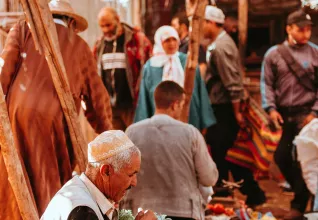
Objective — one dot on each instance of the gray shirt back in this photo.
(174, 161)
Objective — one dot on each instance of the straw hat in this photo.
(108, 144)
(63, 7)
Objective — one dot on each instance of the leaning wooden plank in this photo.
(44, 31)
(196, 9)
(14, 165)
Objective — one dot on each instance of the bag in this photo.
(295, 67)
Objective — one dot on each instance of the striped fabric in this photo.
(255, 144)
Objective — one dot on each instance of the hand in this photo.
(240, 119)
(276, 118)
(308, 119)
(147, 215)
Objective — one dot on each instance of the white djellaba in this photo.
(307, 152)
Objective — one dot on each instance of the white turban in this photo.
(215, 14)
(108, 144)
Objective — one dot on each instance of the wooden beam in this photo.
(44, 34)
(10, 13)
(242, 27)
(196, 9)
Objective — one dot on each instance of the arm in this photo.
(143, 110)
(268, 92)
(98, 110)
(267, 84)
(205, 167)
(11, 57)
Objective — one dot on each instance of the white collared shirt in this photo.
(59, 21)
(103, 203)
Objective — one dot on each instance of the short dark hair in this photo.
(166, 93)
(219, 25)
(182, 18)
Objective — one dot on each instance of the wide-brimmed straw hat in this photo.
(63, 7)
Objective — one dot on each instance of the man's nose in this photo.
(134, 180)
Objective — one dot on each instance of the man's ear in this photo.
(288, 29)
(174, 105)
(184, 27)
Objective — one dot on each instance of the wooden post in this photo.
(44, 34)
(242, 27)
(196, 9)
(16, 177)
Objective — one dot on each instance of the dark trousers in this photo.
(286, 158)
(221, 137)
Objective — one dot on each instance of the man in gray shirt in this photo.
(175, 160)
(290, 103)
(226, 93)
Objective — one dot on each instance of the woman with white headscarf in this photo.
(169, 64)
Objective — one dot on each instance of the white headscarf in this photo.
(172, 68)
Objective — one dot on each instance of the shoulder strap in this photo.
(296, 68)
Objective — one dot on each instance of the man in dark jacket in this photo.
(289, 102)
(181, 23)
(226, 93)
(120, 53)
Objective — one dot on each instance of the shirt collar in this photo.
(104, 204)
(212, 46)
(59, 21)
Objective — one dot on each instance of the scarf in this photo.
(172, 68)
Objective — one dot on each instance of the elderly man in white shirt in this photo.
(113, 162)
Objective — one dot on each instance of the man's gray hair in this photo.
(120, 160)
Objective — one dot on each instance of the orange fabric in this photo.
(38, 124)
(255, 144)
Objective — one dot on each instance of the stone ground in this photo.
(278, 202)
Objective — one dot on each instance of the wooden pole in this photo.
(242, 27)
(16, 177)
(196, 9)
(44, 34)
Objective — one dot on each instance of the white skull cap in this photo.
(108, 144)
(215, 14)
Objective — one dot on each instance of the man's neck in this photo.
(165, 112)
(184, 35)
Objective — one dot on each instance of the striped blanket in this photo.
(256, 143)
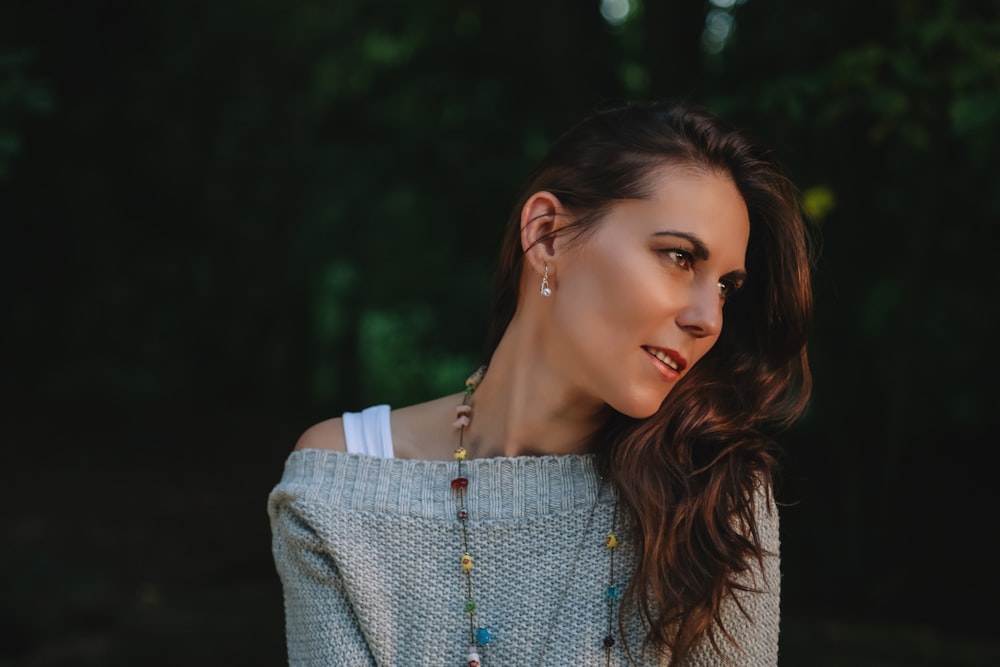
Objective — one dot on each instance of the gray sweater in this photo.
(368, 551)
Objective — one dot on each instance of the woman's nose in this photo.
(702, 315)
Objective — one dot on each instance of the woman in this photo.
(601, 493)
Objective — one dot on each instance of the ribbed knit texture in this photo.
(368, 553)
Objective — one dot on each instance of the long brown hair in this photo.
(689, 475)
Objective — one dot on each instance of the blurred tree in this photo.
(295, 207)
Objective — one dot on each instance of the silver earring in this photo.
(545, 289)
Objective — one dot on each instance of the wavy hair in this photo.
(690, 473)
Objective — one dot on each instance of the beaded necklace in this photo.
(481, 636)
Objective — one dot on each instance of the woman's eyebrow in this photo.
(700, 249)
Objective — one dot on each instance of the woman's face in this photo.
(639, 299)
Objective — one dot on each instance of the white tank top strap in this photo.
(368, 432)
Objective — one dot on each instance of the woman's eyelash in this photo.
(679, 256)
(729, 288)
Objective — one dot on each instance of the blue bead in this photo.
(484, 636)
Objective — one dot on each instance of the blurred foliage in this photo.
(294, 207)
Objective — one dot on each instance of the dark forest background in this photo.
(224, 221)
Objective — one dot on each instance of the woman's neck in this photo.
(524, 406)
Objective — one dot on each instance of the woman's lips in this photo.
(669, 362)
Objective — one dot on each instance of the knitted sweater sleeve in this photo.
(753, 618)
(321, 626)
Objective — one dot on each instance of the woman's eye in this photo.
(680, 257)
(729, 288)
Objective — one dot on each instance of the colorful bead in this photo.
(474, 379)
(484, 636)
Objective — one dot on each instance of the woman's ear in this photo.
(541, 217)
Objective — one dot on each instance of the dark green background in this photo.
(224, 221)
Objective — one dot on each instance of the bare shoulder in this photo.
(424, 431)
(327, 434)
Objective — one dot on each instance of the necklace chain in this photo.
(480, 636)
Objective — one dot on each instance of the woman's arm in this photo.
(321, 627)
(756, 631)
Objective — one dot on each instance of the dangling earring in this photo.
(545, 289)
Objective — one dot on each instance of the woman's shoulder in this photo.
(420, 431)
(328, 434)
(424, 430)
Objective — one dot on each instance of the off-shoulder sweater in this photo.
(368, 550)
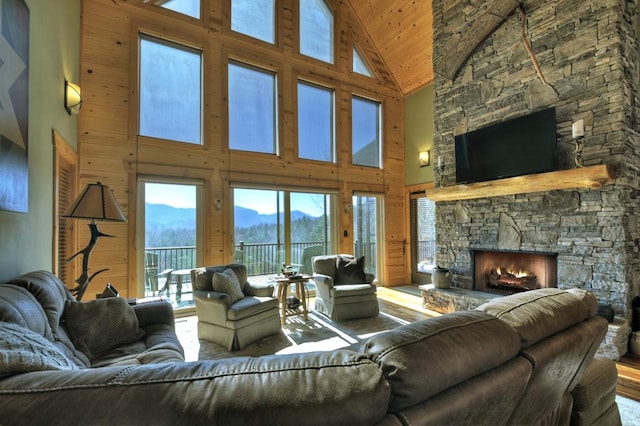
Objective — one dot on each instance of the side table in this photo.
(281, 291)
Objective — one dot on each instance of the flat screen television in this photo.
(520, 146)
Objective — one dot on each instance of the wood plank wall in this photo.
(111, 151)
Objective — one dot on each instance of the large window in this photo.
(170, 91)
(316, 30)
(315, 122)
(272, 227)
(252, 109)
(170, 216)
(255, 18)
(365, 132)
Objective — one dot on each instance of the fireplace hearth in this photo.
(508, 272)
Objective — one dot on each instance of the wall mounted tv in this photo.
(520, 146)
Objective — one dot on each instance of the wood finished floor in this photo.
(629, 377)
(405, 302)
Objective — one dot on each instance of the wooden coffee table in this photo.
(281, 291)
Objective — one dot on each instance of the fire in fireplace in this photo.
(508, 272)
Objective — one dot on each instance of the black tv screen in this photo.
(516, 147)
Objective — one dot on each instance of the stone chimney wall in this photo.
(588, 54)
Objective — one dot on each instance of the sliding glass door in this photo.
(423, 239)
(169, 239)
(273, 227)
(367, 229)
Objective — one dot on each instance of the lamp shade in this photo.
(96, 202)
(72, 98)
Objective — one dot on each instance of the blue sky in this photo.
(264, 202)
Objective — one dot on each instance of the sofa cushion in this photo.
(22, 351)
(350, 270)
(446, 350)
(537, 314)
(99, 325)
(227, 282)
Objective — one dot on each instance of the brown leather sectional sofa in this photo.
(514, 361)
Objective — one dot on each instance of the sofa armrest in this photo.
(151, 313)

^^^^^^^^

Written task: With both ends included, please retype exactly the lines from the line containing "Objective — one dot on each instance of the sliding" to the final line of the data.

Finished answer:
Objective — one dot on each instance of the sliding glass door in this photo.
(423, 239)
(169, 239)
(273, 227)
(367, 229)
Objective — one dot on each instance of the lamp shade in this photo.
(96, 202)
(72, 98)
Objective — one dot on each instance of the blue sky in this photo.
(264, 202)
Objective — one dot on each instance of the sofa cushion in this photo.
(22, 351)
(350, 270)
(446, 350)
(537, 314)
(99, 325)
(227, 282)
Objective — one dot on each instance of the brown leather sectional sofa in this photo.
(514, 361)
Objective — one dot on each instance of the sofa armrest in this photo.
(151, 313)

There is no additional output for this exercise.